What is required - Render the lines between the one containing "the form [317,303]." and the one containing "Query: woman's face", inclusive, as a Markdown table with the columns No. and Text, leaving out any blank lines.

────────

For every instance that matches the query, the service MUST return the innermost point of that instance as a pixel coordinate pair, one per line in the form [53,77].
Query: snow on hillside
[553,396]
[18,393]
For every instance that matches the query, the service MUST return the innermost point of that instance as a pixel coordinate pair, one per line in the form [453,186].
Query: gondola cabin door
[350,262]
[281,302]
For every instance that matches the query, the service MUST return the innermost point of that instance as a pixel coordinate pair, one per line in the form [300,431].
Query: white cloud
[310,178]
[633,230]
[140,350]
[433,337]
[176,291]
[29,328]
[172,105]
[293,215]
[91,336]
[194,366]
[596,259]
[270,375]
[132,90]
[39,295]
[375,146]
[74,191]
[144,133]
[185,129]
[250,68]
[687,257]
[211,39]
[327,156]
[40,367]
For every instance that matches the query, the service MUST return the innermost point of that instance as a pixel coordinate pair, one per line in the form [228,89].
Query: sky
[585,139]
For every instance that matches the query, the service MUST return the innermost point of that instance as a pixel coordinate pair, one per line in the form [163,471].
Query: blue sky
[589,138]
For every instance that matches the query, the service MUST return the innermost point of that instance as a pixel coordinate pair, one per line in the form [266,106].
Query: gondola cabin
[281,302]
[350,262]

────────

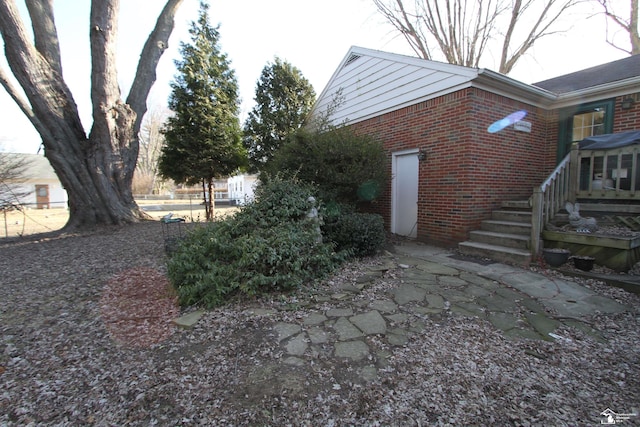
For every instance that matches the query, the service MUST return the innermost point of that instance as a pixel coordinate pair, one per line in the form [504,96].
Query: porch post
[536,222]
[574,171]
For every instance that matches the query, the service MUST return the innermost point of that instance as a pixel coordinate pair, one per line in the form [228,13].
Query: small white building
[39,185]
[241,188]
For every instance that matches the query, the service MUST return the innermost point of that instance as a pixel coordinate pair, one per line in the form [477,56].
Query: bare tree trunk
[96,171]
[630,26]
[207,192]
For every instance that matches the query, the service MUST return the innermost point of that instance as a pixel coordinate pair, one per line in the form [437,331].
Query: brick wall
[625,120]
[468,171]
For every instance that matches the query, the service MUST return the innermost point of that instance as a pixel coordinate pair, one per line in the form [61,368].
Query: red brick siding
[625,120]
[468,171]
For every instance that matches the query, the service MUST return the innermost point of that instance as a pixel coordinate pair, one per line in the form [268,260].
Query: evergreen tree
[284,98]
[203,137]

────────

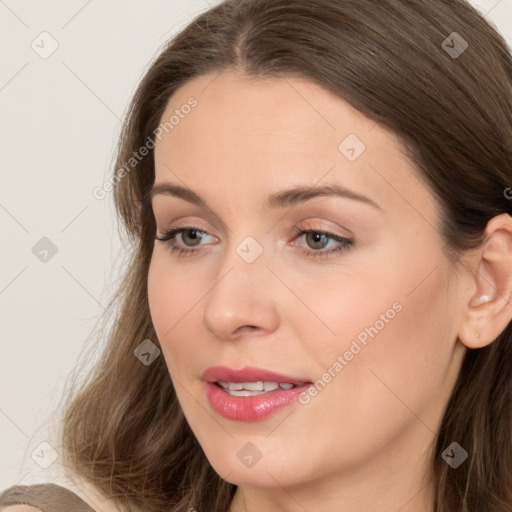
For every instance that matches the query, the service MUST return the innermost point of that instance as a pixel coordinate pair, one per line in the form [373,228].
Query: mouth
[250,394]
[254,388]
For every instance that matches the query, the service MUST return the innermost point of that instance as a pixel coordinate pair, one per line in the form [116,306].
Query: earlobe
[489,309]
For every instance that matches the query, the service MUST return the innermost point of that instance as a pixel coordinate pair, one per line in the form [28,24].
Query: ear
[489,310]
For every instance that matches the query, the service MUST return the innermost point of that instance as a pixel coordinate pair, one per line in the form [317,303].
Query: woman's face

────────

The response -
| No. | Text |
|---|---|
| 1 | For every instance that matches the query, the service MUST return the innermost point of that instance as a pixel coordinate pair, one per line in the form [317,303]. |
| 2 | Query: woman's face |